[Text shown Boundary: Start]

Bad-Date Escape (2)
Dating Def-Con 2: Mr. Don’t-You-Want-Me
This guy has been following you around the gym for weeks. He’s always offering to spot you on the incline leg-press or hold your feet while you do sit-ups just so he can sneak a few furtive glances up the legs of your shorts. Finally, you give in and go out on a date with him, because after all, he isn’t a complete jerk. Then he takes you dancing and rubs against you so hard, he crushes the crotch of your velvet pants. Unfortunately, it’s going to take more than a polite dismissal at the end of the night to convince Mr. Passionate that his eager beaver attitude isn’t working for you.
“This is no time to be subtle,” says Martinet. “For men with major egos, anything remotely positive that you say could be misinterpreted as a mating call.” Your best bet may be to bring up a topic that will unplug his love machine. Like, “I’m just dying to get married and have a baby!” “My last boyfriend was incredibly well-endowed, and ever since then, anything less than 12 inches just makes me laugh,” or “Buy me a drink. Alcohol helps my yeast infection.”
Dating Def-Con 3: Mr. Lewd, Crude, and Utterly Rude
Okay, the guy sitting across from you at the table doesn’t have a single thing going for him. He called you “Babycakes” 10 minutes after meeting you, leered at the waitress as she walked away, and now he’s telling you that all women are good for is cooking food and having babies. You don’t want to be breathing the same air as this guy, much less go out with him again.

[Text shown Boundary: End]
[Dataset content Boundary: Start]

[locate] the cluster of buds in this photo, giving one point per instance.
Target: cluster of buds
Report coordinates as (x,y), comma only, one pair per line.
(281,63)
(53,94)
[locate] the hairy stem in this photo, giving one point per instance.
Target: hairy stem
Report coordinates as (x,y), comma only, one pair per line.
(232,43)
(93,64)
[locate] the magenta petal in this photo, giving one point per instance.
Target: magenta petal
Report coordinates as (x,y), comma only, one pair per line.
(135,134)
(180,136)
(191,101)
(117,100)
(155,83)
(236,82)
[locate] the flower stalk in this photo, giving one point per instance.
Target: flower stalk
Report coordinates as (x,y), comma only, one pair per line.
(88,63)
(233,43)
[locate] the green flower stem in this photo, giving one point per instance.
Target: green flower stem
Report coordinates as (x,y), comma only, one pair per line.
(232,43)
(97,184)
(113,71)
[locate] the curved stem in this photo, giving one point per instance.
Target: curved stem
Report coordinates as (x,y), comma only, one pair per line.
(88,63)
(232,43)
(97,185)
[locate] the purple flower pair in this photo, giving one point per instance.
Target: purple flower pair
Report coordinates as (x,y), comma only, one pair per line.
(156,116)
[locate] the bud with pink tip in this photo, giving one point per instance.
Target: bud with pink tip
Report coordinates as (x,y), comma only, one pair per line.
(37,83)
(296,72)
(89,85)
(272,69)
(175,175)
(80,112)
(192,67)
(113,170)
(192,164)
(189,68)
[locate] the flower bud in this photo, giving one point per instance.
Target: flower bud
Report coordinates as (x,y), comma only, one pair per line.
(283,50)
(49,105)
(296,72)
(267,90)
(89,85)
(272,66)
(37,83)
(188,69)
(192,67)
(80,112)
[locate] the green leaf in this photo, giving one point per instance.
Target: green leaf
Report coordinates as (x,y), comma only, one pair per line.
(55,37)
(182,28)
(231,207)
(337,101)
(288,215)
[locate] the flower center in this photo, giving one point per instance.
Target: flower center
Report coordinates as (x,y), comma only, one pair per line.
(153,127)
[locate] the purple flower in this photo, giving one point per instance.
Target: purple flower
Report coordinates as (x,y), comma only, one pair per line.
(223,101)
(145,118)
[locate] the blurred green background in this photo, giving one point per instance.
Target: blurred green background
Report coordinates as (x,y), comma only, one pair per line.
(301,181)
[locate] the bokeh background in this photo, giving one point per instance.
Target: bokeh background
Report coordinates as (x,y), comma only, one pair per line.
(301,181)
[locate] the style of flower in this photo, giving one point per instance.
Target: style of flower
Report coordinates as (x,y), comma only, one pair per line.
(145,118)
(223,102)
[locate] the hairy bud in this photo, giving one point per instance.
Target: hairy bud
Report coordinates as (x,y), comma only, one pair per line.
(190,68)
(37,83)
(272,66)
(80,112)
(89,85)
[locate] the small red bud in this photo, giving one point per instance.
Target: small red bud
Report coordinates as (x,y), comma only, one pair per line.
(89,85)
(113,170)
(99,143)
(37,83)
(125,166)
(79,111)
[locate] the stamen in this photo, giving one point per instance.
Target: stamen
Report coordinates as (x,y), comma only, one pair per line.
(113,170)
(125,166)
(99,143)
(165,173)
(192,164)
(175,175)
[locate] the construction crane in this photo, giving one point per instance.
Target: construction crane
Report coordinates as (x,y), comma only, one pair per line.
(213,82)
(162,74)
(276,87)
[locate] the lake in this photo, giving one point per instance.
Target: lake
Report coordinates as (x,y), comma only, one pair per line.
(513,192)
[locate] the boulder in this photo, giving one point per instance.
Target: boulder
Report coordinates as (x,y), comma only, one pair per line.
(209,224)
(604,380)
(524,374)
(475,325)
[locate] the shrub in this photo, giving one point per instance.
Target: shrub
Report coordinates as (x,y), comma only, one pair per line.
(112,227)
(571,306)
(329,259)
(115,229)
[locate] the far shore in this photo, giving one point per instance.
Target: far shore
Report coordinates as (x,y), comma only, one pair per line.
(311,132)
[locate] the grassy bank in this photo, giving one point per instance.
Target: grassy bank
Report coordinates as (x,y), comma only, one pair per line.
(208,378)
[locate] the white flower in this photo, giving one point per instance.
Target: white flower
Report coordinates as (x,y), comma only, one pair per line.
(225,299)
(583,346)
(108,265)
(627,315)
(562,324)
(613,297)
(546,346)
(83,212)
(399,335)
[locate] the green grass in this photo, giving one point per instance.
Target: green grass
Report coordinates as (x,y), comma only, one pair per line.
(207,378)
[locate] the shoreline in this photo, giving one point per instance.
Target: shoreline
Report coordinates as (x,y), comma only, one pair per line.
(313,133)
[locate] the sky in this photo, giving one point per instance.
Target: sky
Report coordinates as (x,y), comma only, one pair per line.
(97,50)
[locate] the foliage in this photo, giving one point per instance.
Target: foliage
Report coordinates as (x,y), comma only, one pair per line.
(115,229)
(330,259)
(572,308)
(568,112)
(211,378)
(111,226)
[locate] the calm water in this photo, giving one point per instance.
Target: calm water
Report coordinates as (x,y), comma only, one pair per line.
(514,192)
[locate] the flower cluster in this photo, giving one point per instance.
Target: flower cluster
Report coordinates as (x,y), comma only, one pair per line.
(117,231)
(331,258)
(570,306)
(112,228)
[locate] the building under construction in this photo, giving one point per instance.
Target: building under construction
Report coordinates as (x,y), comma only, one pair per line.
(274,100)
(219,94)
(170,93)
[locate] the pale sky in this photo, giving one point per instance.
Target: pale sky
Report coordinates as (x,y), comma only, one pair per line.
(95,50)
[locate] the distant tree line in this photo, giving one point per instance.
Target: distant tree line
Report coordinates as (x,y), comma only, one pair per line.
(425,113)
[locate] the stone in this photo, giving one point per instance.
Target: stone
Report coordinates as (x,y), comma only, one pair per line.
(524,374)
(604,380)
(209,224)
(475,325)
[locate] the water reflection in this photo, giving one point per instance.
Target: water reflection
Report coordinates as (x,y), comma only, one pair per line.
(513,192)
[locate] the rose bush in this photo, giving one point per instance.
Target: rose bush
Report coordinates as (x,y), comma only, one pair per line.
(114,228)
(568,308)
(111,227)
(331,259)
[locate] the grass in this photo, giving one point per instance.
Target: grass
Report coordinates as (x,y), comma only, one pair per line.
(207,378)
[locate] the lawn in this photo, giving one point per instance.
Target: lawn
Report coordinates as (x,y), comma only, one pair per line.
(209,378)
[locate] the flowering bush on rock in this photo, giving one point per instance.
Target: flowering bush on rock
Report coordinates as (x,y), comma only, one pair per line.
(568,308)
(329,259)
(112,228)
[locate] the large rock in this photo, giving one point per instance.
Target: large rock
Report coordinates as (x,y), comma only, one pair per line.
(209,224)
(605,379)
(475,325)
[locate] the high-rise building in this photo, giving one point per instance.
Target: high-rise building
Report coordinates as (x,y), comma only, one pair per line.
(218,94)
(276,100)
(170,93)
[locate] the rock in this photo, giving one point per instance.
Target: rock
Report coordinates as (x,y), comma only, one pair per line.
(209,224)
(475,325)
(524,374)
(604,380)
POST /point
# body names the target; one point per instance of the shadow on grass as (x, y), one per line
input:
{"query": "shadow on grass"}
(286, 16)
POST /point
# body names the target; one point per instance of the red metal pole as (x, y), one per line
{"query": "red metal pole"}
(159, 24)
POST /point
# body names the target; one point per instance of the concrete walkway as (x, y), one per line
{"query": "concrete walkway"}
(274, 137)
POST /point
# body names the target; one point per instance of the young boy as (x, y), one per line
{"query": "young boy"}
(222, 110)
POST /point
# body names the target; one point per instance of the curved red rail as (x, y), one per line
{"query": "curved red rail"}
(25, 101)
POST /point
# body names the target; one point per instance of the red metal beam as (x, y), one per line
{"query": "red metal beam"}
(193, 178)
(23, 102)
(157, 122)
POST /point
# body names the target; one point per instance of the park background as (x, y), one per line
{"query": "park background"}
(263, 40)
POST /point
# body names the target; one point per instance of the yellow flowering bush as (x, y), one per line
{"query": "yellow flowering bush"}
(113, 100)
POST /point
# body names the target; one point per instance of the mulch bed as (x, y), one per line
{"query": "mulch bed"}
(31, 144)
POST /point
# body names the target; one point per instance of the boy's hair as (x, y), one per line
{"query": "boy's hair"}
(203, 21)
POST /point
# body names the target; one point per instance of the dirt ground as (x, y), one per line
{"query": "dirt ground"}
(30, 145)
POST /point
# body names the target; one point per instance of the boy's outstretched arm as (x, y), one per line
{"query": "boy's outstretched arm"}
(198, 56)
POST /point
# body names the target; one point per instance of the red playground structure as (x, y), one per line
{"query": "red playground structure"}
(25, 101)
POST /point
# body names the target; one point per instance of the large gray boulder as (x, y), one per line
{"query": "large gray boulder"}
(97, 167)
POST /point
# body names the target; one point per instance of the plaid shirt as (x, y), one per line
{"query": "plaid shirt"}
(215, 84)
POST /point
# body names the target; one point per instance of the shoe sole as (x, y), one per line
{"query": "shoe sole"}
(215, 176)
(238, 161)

[Dataset content Boundary: End]

[Tasks for this exercise]
- a) From the bad-date escape text, list each thing the man in "Mr. Lewd, Crude, and Utterly Rude" has done or said at the table.
- b) Answer these questions from the bad-date escape text:
(i) Where has Mr. Don't-You-Want-Me been following you for weeks?
(ii) What does he crush while dancing with you?
(iii) According to Martinet, what could men with major egos misinterpret anything remotely positive as?
- c) Proceed with the bad-date escape text, beginning after its final sentence.

[Responses to the tasks]
- a)
- Called you "Babycakes" 10 minutes after meeting you
- Leered at the waitress as she walked away
- Is telling you that all women are good for is cooking food and having babies

- b)
(i) Around the gym.
(ii) The crotch of your velvet pants.
(iii) A mating call.

- c)
“You could just get up and walk out,” says Martinet, “but sometimes it’s easier to avoid a scene by coming up with a creative excuse.” Tell him that you have to check your messages, she suggests. Come back looking distraught and explain earnestly that your 90-year-old neighbor called and you have to run to the pharmacy before it closes to pick up her prescription. “Another great getaway move is to start rummaging through your purse while becoming more and more agitated,” says Martinet, “then mutter something about losing your medication, a winning lottery ticket, your keys, wallet, whatever, and insist that you have to leave to go find it.” Chances are the jerk won’t offer to help.